§ TEXT PASSAGE

** Begin **

In another case, Ji Minbo, former vice president at Southwest Securities, gained 20 million yuan ($3.2 million) by using information that was not publicly disclosed to trade more than 40 stocks from 2009 to 2011, the CSRC said.
“No matter how concealed illegal practices are, inside traders will eventually be punished by law,” the CSRC said in the statement that detailed Qin’s case.
The other two cases on which the agency published details involved securities consultants using commentators, research reports and media to talk up stocks they own before selling the securities to make a profit.
China has been stepping up its crackdown against illegal trading activities and tightening supervision against fund managers, brokerages, consultants and executives of listed companies in a bid to build confidence in a stock market where illegal trading activities have been rampant.
In August, former stock analyst Wang Jianzhong was sentenced to seven years in prison and fined 125 million yuan, on top of having illicit earnings of the same amount confiscated, becoming China’s first convicted stock market manipulator.
Guo, the former China Construction Bank chairman who became CSRC chief in late October, said in a speech in early December that the regulator would adamantly crack down on accounting fraud, insider trading and other illegal activities.
Earlier this month, the agency exposed the country’s biggest-ever case of stock market manipulation that involved an investment company, Guangdong Zhonghengxin, orchestrating “pump-and-dump” schemes related to 552 stocks, out of which it made 426 million yuan.
The CSRC has also recently published rules that would require listed companies to keep records on anyone who may have access to price-sensitive information.

** End **

§ COMPLETE THE FOLLOWING
1 - Print the stretch of the CSRC news excerpt from "Guo, the former" through "to price-sensitive information.".
2 - In the CSRC news excerpt, how many stocks did Guangdong Zhonghengxin's "pump-and-dump" schemes involve?
3 - According to the CSRC news excerpt, why has China been stepping up its crackdown on illegal trading and tightening supervision of fund managers, brokerages, consultants and listed-company executives? Answer in one to three sentences.

§ DATASET CONTENT

** Begin **

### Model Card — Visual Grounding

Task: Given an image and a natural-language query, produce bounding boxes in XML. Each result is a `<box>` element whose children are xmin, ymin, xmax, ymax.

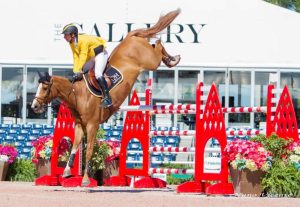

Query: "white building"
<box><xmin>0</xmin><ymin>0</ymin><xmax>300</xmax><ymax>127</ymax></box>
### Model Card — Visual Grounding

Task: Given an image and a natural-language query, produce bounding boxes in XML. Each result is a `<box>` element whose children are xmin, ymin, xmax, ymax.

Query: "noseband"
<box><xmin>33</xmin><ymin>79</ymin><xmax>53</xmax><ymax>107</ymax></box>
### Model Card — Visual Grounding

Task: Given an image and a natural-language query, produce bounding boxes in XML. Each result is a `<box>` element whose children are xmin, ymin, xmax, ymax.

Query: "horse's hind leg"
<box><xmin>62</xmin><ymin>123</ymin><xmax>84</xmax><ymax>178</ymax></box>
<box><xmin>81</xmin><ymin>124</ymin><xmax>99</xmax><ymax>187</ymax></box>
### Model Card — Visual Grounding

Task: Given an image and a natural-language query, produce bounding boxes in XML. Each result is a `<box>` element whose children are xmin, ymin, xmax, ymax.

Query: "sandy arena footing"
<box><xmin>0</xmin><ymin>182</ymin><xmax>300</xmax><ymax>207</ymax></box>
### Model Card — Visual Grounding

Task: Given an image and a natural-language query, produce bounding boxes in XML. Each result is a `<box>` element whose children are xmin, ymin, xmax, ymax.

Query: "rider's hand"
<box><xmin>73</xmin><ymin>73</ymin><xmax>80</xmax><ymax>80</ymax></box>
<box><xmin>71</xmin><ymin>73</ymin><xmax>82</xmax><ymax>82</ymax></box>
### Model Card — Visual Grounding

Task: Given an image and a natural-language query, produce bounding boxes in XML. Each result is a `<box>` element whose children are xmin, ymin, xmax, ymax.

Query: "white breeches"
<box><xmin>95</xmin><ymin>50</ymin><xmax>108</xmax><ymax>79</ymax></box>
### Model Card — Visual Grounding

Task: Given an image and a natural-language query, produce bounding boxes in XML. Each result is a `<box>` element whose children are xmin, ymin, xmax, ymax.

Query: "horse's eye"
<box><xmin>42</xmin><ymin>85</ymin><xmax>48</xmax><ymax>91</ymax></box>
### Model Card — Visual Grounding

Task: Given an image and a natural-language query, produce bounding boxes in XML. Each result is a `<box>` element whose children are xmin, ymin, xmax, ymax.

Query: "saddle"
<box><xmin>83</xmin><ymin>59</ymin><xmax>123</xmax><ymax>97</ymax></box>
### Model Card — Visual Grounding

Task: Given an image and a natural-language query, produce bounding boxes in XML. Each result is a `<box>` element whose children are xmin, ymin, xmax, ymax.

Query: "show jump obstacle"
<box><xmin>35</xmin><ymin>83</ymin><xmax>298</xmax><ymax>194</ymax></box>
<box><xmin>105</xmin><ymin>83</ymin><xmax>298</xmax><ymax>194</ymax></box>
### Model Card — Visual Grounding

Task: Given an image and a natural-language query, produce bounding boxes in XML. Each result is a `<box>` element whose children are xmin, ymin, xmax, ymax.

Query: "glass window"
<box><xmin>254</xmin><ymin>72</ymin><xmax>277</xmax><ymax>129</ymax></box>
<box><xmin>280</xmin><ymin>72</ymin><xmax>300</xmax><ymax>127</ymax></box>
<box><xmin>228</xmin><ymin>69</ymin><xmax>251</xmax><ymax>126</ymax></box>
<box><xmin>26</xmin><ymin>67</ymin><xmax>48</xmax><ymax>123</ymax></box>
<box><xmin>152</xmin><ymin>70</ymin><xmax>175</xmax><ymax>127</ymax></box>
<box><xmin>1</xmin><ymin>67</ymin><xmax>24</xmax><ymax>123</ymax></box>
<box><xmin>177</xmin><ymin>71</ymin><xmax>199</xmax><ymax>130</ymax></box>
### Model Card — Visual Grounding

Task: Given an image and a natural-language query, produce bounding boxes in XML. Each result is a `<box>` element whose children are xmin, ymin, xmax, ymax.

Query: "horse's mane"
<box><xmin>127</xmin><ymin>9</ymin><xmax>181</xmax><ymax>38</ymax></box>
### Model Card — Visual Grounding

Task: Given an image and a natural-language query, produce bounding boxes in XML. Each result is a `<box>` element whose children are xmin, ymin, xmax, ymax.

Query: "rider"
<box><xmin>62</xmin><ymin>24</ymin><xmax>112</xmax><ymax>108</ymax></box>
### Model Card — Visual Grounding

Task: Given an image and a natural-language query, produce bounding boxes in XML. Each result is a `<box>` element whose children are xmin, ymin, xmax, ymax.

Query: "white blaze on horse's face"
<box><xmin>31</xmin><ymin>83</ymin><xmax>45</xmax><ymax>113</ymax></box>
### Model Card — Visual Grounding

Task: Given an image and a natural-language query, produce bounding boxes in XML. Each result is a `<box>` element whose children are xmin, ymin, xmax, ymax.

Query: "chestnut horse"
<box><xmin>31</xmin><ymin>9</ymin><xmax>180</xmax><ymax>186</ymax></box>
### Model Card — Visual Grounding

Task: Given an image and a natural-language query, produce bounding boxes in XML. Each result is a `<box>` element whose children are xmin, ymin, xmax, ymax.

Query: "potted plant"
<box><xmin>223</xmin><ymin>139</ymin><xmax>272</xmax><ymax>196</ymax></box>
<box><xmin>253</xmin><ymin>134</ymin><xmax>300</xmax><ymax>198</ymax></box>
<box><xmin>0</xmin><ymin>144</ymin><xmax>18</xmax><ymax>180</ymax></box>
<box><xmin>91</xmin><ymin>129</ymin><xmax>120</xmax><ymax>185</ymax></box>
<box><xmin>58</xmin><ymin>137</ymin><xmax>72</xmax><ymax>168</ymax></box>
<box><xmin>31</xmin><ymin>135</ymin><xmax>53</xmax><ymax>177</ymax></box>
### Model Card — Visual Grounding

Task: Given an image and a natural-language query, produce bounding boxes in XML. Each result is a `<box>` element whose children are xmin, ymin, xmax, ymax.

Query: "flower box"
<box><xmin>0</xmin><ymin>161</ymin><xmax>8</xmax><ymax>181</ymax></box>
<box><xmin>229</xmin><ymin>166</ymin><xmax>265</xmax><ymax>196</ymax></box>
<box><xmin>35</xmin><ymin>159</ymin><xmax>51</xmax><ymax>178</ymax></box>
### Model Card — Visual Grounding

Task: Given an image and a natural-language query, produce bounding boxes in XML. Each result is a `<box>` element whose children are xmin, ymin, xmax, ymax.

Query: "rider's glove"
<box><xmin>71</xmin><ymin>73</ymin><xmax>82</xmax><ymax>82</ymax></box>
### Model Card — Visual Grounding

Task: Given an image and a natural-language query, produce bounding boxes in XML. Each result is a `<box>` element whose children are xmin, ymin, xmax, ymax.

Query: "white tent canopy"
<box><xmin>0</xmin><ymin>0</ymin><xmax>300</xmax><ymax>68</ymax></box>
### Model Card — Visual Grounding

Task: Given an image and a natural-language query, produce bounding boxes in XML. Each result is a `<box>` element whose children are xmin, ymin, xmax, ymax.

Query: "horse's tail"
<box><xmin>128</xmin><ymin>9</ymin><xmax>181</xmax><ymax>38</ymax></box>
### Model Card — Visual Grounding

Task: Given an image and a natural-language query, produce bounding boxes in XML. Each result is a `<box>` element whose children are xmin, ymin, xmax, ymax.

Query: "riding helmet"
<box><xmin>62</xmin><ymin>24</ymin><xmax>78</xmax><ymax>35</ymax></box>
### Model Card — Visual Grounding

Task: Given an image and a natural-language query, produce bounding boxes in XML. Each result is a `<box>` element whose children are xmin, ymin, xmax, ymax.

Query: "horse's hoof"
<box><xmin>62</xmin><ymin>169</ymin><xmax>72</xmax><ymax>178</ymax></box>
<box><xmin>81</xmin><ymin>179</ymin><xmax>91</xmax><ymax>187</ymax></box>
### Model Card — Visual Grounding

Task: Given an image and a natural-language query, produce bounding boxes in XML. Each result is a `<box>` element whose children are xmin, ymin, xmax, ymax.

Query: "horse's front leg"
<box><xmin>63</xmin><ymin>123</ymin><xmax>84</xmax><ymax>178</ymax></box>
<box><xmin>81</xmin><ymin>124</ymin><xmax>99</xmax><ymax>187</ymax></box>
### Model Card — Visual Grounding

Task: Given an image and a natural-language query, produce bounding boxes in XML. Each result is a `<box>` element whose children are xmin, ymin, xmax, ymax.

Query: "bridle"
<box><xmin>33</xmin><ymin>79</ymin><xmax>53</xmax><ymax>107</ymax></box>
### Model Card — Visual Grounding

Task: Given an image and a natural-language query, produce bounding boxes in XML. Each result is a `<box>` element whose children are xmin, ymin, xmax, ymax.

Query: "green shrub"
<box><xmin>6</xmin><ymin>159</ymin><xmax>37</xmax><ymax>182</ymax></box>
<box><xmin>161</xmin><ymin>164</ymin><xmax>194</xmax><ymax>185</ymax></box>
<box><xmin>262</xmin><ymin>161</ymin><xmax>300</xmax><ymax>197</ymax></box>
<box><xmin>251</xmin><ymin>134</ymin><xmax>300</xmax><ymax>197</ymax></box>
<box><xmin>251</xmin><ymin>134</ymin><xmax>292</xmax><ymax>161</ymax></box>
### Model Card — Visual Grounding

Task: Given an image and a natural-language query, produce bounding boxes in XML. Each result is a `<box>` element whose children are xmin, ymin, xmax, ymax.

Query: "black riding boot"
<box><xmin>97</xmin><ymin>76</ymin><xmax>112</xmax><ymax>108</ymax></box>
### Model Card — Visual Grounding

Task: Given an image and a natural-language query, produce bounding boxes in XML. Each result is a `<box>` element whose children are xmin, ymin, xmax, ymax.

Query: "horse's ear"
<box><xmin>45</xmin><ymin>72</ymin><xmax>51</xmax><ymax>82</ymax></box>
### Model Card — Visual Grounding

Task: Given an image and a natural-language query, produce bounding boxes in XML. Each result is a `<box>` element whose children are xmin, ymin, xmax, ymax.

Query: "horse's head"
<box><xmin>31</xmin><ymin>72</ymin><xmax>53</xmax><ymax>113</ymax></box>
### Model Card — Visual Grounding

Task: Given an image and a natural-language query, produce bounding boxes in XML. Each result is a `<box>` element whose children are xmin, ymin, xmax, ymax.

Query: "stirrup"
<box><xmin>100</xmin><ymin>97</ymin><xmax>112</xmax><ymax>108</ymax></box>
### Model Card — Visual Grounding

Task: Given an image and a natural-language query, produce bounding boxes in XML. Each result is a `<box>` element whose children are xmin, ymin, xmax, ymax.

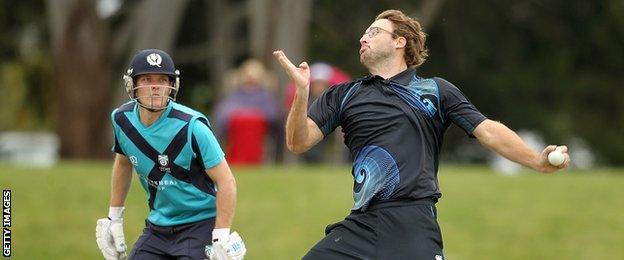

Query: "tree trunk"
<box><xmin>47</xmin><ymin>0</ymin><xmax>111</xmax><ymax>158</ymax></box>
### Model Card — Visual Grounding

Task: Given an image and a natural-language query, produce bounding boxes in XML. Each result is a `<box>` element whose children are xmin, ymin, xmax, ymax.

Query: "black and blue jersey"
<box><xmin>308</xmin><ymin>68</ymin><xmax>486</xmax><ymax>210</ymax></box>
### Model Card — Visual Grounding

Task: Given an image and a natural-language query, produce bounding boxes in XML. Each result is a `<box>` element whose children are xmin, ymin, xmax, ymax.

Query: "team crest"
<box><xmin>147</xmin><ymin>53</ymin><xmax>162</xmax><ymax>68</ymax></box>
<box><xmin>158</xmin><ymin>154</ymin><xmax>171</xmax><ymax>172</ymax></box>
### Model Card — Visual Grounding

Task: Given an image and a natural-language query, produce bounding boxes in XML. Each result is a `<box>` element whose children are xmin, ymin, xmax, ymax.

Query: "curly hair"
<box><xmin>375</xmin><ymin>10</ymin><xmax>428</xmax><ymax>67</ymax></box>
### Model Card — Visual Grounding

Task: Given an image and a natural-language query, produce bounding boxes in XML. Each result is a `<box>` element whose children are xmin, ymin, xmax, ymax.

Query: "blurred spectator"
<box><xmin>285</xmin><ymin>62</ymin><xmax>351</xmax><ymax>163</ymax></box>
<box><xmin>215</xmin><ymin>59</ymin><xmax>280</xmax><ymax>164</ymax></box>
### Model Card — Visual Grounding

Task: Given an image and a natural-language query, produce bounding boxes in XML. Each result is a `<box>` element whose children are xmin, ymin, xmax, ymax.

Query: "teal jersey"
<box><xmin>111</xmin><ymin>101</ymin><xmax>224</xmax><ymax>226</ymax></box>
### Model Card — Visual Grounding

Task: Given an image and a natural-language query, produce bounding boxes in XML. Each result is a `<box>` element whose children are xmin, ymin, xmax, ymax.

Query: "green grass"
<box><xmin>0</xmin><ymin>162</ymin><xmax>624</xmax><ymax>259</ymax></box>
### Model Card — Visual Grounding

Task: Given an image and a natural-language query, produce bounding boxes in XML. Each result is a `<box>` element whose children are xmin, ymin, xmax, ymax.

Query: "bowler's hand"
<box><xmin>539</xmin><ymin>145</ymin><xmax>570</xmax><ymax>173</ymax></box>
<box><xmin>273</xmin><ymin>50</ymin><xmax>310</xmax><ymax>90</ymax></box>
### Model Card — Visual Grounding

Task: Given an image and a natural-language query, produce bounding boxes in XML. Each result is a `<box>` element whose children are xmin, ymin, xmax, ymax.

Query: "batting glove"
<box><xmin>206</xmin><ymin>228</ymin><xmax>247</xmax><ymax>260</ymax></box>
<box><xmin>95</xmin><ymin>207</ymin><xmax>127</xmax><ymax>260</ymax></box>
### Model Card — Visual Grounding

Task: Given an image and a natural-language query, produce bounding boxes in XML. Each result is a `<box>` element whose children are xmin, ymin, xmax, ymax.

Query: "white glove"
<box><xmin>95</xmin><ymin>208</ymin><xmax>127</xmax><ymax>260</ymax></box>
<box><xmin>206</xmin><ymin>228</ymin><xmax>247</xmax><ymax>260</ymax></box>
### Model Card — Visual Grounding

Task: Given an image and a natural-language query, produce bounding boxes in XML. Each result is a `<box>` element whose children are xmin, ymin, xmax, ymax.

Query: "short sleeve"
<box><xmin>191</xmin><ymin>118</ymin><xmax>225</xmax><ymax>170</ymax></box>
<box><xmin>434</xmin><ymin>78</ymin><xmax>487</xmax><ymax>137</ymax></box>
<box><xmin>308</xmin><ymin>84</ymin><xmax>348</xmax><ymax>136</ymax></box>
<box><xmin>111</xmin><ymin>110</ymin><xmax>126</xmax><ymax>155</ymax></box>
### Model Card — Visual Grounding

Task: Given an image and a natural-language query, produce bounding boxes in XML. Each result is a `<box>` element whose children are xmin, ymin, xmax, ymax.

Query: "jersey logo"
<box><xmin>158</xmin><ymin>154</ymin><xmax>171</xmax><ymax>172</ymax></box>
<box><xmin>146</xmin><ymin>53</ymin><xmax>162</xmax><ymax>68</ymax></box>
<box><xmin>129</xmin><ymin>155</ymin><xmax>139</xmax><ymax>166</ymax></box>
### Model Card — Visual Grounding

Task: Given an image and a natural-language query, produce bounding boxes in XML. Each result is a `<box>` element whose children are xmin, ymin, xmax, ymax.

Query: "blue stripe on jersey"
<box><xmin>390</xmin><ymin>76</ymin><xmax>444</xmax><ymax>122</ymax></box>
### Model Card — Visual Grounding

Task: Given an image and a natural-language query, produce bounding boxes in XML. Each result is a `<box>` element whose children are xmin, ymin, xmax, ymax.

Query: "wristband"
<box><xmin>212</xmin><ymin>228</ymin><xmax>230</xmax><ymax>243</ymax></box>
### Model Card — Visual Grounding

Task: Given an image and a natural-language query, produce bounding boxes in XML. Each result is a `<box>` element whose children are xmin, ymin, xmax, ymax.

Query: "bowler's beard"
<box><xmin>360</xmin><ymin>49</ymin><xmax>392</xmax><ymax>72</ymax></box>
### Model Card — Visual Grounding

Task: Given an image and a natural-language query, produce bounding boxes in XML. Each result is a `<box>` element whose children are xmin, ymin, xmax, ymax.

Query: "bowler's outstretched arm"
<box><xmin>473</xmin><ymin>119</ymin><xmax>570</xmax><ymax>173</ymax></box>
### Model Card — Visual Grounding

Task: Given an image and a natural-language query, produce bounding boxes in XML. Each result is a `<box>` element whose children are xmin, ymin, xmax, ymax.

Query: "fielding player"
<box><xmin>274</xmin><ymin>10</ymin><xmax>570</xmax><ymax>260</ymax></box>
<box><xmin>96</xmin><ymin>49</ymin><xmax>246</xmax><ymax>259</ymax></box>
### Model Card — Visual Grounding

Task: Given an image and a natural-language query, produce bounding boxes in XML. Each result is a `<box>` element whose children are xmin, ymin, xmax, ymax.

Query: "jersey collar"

** End **

§ THE RESPONSES
1 -
Guo, the former China Construction Bank chairman who became CSRC chief in late October, said in a speech in early December that the regulator would adamantly crack down on accounting fraud, insider trading and other illegal activities.
Earlier this month, the agency exposed the country’s biggest-ever case of stock market manipulation that involved an investment company, Guangdong Zhonghengxin, orchestrating “pump-and-dump” schemes related to 552 stocks, out of which it made 426 million yuan.
The CSRC has also recently published rules that would require listed companies to keep records on anyone who may have access to price-sensitive information.

2 - 552 stocks.

3 - China is trying to build confidence in a stock market where illegal trading activities have been rampant.